Please render every line of the records below as a JSON list of strings, one string per line, skipping blank lines. Leave the pictures out.
======== Given data ========
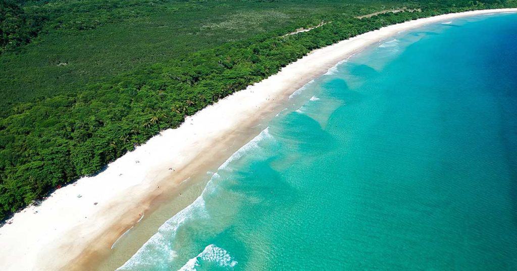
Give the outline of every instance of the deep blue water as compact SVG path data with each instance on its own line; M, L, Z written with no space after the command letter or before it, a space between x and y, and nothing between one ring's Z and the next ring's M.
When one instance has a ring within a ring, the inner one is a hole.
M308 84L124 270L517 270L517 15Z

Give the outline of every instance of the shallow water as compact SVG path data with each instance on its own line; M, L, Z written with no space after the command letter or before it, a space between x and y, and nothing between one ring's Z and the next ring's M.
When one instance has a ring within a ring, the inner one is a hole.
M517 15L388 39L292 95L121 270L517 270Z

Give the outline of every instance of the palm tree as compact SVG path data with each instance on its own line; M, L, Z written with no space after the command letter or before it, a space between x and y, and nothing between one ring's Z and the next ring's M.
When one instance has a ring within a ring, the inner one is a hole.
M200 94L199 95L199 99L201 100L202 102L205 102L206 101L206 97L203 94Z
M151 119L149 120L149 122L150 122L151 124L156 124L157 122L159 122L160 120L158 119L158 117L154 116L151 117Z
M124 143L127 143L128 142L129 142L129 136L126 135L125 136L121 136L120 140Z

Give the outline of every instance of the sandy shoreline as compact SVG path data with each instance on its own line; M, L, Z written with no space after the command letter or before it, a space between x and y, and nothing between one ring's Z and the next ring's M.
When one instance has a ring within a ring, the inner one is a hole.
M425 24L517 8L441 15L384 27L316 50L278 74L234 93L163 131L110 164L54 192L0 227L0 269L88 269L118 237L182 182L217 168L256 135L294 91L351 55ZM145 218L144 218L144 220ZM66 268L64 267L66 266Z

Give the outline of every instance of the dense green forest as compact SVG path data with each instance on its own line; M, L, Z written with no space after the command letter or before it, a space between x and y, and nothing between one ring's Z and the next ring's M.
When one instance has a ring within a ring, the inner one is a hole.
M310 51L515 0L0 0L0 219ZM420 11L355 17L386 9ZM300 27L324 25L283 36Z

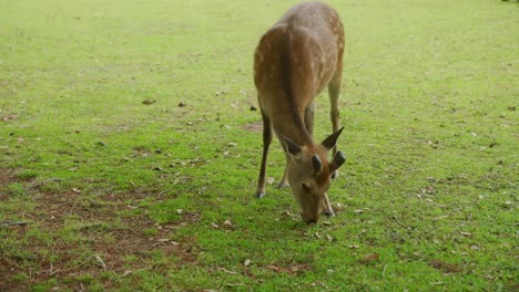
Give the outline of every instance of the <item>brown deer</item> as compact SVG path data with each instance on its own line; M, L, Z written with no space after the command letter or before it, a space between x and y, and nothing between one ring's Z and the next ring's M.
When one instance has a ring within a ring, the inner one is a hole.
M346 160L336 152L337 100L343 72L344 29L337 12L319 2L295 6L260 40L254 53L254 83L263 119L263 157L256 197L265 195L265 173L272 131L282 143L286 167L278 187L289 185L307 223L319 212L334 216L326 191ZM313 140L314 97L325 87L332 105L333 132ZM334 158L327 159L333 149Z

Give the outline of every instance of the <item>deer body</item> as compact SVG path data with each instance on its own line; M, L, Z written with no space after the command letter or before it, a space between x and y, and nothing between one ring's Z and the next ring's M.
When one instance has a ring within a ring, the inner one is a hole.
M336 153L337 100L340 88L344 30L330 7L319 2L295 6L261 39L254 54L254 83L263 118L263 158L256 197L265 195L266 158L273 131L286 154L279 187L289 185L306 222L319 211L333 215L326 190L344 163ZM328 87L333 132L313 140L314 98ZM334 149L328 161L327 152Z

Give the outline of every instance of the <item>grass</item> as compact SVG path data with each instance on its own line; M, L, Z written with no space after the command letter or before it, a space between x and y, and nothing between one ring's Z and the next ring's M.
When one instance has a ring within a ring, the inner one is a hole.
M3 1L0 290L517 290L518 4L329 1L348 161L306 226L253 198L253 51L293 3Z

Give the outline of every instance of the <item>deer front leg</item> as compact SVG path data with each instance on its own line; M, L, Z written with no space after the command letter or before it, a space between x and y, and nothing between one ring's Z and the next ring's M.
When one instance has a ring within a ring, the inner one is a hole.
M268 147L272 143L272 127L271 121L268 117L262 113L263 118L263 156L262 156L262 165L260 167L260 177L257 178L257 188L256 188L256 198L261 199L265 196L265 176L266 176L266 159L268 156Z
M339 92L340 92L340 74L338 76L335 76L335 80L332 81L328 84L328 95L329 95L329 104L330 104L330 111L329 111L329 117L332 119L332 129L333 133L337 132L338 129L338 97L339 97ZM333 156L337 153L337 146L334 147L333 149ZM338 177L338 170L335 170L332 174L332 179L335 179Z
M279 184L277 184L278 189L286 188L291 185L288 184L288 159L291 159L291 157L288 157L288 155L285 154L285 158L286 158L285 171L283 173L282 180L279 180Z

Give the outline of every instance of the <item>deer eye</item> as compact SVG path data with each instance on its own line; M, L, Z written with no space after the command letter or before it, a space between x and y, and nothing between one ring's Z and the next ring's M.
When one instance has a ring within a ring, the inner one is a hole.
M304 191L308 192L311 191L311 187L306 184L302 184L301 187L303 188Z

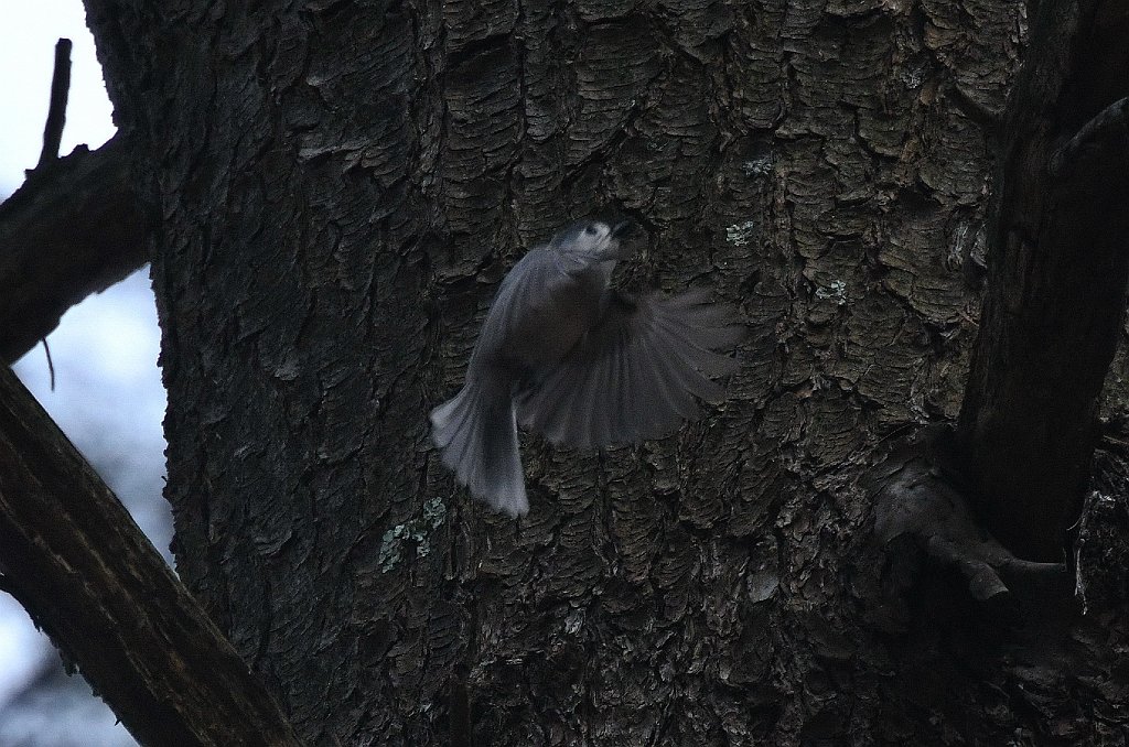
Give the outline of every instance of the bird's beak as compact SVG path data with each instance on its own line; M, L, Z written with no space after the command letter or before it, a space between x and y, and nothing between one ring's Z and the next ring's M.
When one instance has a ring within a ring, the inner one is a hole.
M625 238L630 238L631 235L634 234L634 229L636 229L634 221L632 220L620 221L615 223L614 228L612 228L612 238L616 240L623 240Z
========
### Reply
[
  "Give the outline of every instance of the deep blue water as compact SVG path data with each instance on its own line; M, L, Z written with no space after the command letter or before it, a space between x and y, and nothing between one ring's Z and the next ring's M.",
  "When one instance has a ring within a ring, the inner one is a hole.",
  "M308 84L124 270L517 270L517 15Z",
  "Give the outline of every instance of the shallow water as compact SVG path data with each instance on its own line; M, L, Z written with no space after the command letter or before it, a space between x and y, and nothing between one ring's Z and the next ring's M.",
  "When one instance has a ring within a ring, the inner one is a hole.",
  "M517 15L388 39L292 95L121 270L517 270Z",
  "Give the outline of every instance of the palm tree as compact SVG path data with each instance on its own line; M, L, Z written with no space after the command letter or before it, a space between x and y, and nothing between one ring's Z and the next ring's M.",
  "When one instance has a ring within a ring, the inner one is a hole.",
  "M200 94L199 95L199 99L201 100L202 102L205 102L206 101L206 97L203 94Z",
  "M151 119L149 120L149 122L150 122L151 124L156 124L157 122L159 122L160 120L158 119L158 117L154 116L151 117Z",
  "M124 143L127 143L128 142L129 142L129 136L126 135L125 136L121 136L120 140Z",
  "Give the outline of every instance of the sandy shoreline as compact SVG path data with each instance on its own line; M, L, Z written with no space after the command letter or before it, a space between x and y, and nothing between one ring's Z and the next ring's M.",
  "When one instance has a ring within a ring, the inner one is a hole.",
  "M425 24L517 8L441 15L384 27L316 50L278 74L234 93L163 131L110 164L54 192L0 227L0 269L88 269L118 237L182 182L217 168L256 135L294 91L351 55ZM145 218L144 218L144 220ZM66 268L64 267L66 266Z",
  "Give the outline of every instance of the dense green forest as compact SVG path data with each instance on its own line; M, L, Z written with no space after the command letter or before it, a space between x and y, and nothing between one ring's Z and the next ring's M.",
  "When one instance has a ring within a ring, the inner one is a hole.",
  "M310 51L515 0L0 0L0 219ZM420 11L355 17L386 9ZM300 27L324 25L283 36Z",
  "Give the outline of every instance of the <item>brown deer</item> as compact SVG path data with each instance on its own line; M, L, Z written with no space after the command letter or before it, a space between x and y, and nothing between one ring's Z and the next ring's M.",
  "When one instance has a ring within a ring, the inner one is a hole.",
  "M346 160L336 152L337 100L343 72L344 29L337 12L319 2L295 6L260 40L254 53L254 83L263 119L263 157L256 197L265 195L265 173L272 131L282 143L286 167L278 187L289 185L307 223L319 212L334 216L326 191ZM313 140L314 97L325 87L332 105L333 132ZM334 158L327 159L333 149Z",
  "Give the outline of every instance of the <item>deer body</item> as compact SVG path data with each instance on its own line; M, L, Z written with no space after the command letter or before it, a space between x and y, and nothing between one ring's Z and the next ring's M.",
  "When one instance has a ring within a ring, the inner one is a hole.",
  "M336 153L337 100L340 88L344 30L330 7L319 2L295 6L261 39L254 54L254 83L263 118L263 158L256 197L265 195L266 158L273 131L286 154L279 187L289 185L306 222L319 211L333 215L326 190L344 163ZM328 87L333 132L313 140L314 98ZM334 149L328 161L327 152Z",
  "Give the outline of every instance of the <item>grass</item> as compact SVG path data with each instance on its own line; M, L, Z written with no space after the command letter or before it, a space between x and y, and nothing between one ring's Z and the next ring's M.",
  "When one instance has a ring within a ring, the inner one is a hole.",
  "M3 1L0 290L517 290L518 4L329 1L348 161L306 226L253 198L253 51L293 3Z",
  "Give the outline of every instance of the <item>deer front leg</item> as compact SVG path data with each instance on its own line; M, L, Z written with no space after the command letter or before it, a space between x and y, and nothing between one ring's Z and the next ring's M.",
  "When one instance has a ring within a ring, the inner one is a hole.",
  "M268 147L272 143L272 127L271 121L268 117L262 113L263 118L263 156L262 156L262 165L260 167L260 177L257 178L257 188L256 188L256 198L261 199L265 196L265 176L266 176L266 159L268 156Z",
  "M339 92L340 92L340 74L338 76L335 76L335 80L332 81L328 84L328 95L329 95L329 104L330 104L330 111L329 111L329 117L332 119L332 129L333 133L337 132L338 129L338 97L339 97ZM333 156L337 153L337 146L334 147L333 149ZM338 177L338 170L335 170L332 174L332 179L335 179Z",
  "M279 184L277 184L278 189L286 188L291 185L288 184L288 159L291 159L291 157L288 157L288 155L285 154L285 158L286 158L285 171L283 173L282 180L279 180Z",
  "Give the outline of every instance of the <item>deer eye</item> as compact SVG path data with each instance on its own line; M, L, Z written with no space after the command letter or before it, a space between x and y, and nothing between one ring's Z and the next ring's M.",
  "When one instance has a ring within a ring, the inner one is a hole.",
  "M304 191L308 192L311 191L311 187L306 184L302 184L301 187L303 188Z",
  "Give the outline of every instance of the bird's beak as compact SVG path data with each instance on its own line; M, L, Z written with no space after the command letter or before it, a space between x and y, and nothing between one ring's Z and the next ring's M.",
  "When one instance has a ring within a ring, the inner one is a hole.",
  "M625 238L630 238L631 235L634 234L634 229L636 229L634 221L632 220L620 221L615 223L614 228L612 228L612 238L616 240L623 240Z"
]